··· Material ···

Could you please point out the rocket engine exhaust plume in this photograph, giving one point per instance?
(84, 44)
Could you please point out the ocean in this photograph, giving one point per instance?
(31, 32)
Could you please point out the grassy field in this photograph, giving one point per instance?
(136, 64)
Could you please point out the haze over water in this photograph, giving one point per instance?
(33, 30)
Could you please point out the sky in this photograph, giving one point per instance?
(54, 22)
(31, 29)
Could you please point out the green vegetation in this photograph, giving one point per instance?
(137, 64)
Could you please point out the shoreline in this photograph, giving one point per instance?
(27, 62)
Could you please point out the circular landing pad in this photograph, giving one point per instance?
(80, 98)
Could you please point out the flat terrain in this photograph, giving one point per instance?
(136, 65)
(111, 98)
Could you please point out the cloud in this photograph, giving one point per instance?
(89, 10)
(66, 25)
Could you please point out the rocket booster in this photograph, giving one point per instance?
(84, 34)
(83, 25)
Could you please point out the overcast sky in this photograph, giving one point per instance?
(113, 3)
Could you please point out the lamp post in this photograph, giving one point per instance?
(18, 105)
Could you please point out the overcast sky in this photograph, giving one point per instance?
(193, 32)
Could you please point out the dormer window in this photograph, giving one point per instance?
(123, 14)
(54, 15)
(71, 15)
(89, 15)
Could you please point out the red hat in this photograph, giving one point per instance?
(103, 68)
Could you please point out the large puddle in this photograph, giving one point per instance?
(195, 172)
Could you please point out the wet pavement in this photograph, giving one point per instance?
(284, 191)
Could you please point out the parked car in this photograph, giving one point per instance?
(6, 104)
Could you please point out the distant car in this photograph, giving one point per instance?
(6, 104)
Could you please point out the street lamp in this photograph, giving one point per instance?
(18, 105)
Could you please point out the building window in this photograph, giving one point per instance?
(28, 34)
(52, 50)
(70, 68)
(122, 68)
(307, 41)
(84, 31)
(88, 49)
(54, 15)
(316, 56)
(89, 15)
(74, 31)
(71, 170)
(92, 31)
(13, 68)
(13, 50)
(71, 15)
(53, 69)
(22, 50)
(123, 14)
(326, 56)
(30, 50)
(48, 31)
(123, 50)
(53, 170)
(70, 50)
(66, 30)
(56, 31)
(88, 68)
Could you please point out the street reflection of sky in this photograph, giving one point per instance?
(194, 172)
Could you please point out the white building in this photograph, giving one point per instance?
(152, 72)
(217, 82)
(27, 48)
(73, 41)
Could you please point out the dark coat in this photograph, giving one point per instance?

···

Written problem
Write out every line of the data above as a numbered list, and leave out any blank lines.

Full response
1. Could you please point out the rocket engine exhaust plume in this photograph, giving one point per instance?
2. (84, 44)
3. Could you please point out the ocean in this photograph, giving one point per instance?
4. (31, 32)
5. Could you please point out the grassy field in this photograph, giving one point per instance?
6. (136, 64)
7. Could you please point out the haze over water in this photograph, giving one point per instance?
8. (33, 30)
9. Could you please point out the sky in this photograph, giving one point per instance?
10. (54, 22)
11. (31, 29)
12. Could you please point out the green vegetation in this photograph, giving one point per instance?
13. (137, 64)
14. Could you please point out the shoreline in this photograph, giving one point per instance?
15. (27, 62)
16. Could you please point out the circular landing pad in this photograph, giving one point per instance?
17. (80, 98)
18. Could you please point out the flat terrain in this photograph, giving one point per instance?
19. (136, 65)
20. (111, 98)
21. Could you please point out the cloud in this photograph, giving one point per instance?
22. (89, 10)
23. (66, 25)
24. Could you please point out the rocket booster in this photograph, giving one point per instance?
25. (84, 34)
26. (83, 25)
27. Could you please point out the overcast sky in this photograph, giving one point per instance?
28. (113, 3)
29. Could you please point out the lamp post in this photograph, giving one point per instance?
30. (18, 105)
31. Could you please point out the overcast sky in this photograph, giving one point per instance?
32. (193, 32)
33. Could you please point out the dormer window in this photograph, giving one point per instance?
34. (123, 14)
35. (54, 15)
36. (71, 15)
37. (89, 15)
38. Could you please point out the red hat in this photograph, giving one point per instance?
39. (103, 68)
40. Could you please point out the large puddle in this photograph, giving one point per instance?
41. (195, 172)
42. Could you please point out the wet pavement in this photograph, giving one point per instance?
43. (284, 191)
44. Could you please point out the parked car in this photograph, giving one point per instance?
45. (6, 104)
46. Could you please point out the distant car in this photograph, giving one point per instance?
47. (6, 104)
48. Could you please point out the street lamp in this photograph, giving one point per instance?
49. (18, 105)
50. Could you please point out the building window in this photograph, giving one point per instance?
51. (28, 34)
52. (52, 50)
53. (70, 68)
54. (122, 68)
55. (307, 41)
56. (84, 31)
57. (88, 49)
58. (54, 15)
59. (316, 56)
60. (89, 15)
61. (74, 31)
62. (71, 170)
63. (92, 31)
64. (13, 68)
65. (13, 50)
66. (71, 15)
67. (53, 69)
68. (22, 50)
69. (123, 14)
70. (326, 56)
71. (30, 50)
72. (48, 31)
73. (123, 50)
74. (53, 170)
75. (70, 50)
76. (66, 30)
77. (56, 31)
78. (88, 68)
79. Could you please point out the street reflection of sky in this photograph, giving one point per instance?
80. (194, 172)
81. Could you please point out the white building in this photograph, giving one point per instance?
82. (152, 72)
83. (217, 82)
84. (27, 48)
85. (73, 41)
86. Could you please point out the dark coat in this photograph, giving one point per instance?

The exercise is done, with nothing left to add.